* EXERCISE GOAL:
Return the part of the data below that opens with the line containing "Ground woman's smiling" and closes with the line containing "Ground tan pebble" as a JSON list of strings, one string per line, with blank lines left out.

* SUPPLIED DATA:
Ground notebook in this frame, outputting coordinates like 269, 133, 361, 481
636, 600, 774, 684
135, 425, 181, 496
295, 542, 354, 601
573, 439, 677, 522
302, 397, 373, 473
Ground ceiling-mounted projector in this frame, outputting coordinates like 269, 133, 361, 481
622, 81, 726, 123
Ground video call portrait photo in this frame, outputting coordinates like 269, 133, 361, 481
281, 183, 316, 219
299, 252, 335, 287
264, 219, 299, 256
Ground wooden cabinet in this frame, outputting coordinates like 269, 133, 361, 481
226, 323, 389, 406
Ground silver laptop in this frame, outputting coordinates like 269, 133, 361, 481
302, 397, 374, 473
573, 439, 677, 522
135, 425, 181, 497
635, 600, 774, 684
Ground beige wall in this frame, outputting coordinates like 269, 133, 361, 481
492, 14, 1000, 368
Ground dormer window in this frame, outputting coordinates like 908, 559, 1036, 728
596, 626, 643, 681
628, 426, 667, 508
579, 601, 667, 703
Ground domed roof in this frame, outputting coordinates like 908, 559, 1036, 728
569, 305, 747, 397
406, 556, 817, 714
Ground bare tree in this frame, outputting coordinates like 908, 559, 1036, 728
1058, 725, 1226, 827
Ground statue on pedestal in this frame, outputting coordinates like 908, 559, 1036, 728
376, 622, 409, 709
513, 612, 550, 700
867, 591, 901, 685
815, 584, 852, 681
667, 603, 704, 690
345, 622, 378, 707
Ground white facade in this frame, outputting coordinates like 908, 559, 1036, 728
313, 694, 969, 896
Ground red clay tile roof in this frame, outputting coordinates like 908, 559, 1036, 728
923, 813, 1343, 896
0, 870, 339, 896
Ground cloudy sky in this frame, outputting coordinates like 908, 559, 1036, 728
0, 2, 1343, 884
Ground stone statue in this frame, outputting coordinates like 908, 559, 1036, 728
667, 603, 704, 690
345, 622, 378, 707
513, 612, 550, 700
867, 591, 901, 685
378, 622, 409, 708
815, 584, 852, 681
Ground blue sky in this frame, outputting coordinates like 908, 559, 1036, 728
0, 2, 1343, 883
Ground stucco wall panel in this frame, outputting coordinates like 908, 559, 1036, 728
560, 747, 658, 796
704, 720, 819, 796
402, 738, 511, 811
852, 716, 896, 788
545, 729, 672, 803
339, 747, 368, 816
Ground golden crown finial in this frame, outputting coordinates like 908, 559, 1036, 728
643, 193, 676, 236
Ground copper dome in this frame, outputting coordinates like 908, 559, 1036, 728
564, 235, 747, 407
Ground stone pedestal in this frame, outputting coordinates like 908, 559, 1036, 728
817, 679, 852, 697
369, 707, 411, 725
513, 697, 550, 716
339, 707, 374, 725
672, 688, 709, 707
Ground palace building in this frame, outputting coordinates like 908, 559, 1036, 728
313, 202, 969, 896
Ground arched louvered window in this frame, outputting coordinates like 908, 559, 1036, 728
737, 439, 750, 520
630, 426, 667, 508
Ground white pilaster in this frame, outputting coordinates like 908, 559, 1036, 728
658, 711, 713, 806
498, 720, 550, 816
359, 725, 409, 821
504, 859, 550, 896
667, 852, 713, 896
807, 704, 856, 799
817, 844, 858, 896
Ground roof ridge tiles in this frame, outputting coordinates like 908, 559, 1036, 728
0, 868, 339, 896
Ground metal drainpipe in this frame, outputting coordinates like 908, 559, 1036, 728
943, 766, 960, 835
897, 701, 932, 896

...

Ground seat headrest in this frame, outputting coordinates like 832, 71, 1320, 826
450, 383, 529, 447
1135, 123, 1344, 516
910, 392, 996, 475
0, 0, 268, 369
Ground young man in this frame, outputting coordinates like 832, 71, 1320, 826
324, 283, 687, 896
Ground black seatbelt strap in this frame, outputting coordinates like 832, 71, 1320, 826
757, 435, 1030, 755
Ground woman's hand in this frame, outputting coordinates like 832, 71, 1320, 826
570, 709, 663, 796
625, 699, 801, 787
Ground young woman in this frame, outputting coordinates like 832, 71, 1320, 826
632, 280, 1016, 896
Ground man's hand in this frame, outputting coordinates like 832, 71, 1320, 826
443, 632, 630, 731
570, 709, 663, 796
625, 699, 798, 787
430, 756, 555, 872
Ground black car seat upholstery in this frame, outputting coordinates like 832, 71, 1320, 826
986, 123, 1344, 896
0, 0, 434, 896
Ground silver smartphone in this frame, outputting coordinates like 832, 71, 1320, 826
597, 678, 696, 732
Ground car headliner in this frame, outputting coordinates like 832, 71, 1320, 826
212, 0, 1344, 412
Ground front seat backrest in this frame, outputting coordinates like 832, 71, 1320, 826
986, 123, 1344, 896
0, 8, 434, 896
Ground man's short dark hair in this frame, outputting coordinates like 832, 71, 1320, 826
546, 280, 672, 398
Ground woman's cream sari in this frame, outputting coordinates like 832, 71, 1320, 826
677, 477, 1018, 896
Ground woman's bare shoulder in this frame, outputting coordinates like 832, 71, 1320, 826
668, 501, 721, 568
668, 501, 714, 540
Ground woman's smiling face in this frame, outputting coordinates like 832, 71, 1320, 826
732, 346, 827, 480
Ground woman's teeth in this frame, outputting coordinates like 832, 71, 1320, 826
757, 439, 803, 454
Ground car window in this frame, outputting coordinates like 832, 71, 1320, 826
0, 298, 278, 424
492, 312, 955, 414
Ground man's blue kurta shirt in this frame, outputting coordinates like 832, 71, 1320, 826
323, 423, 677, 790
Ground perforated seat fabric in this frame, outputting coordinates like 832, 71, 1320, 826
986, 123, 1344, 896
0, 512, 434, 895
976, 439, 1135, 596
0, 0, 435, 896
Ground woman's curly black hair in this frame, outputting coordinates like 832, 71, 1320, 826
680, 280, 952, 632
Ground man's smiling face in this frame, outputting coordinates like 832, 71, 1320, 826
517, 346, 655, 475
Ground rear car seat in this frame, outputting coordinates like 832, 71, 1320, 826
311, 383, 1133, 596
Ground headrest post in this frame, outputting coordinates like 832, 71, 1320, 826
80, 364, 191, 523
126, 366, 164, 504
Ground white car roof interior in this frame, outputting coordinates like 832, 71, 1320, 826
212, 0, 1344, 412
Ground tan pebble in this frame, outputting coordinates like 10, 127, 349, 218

* REPLY:
[
  "Ground woman's smiling face in this frame, outputting coordinates like 832, 71, 1320, 826",
  "732, 346, 827, 480",
  "Ground woman's teeth in this frame, outputting coordinates like 832, 71, 1320, 826",
  "757, 439, 803, 454",
  "Ground car window in this frame, outputting coordinates like 832, 71, 1320, 826",
  "0, 298, 278, 424",
  "492, 312, 955, 414",
  "Ground man's blue kurta shirt in this frame, outputting coordinates like 832, 71, 1320, 826",
  "323, 423, 677, 790",
  "Ground perforated seat fabric in this frame, outputting coordinates like 832, 71, 1320, 826",
  "986, 123, 1344, 896",
  "0, 512, 434, 895",
  "976, 439, 1135, 596",
  "0, 0, 435, 896",
  "Ground woman's curly black hair in this frame, outputting coordinates like 832, 71, 1320, 826",
  "680, 280, 952, 632",
  "Ground man's smiling face in this frame, outputting coordinates like 832, 71, 1320, 826",
  "517, 346, 655, 475",
  "Ground rear car seat in this frame, outputting coordinates like 832, 71, 1320, 826",
  "311, 383, 1133, 596",
  "Ground headrest post in this frame, outputting coordinates like 832, 71, 1320, 826",
  "80, 364, 191, 523",
  "126, 366, 164, 504",
  "Ground white car roof interior in this frame, outputting coordinates like 832, 71, 1320, 826",
  "212, 0, 1344, 412",
  "Ground tan pebble in this frame, outputting coordinates like 10, 127, 349, 218"
]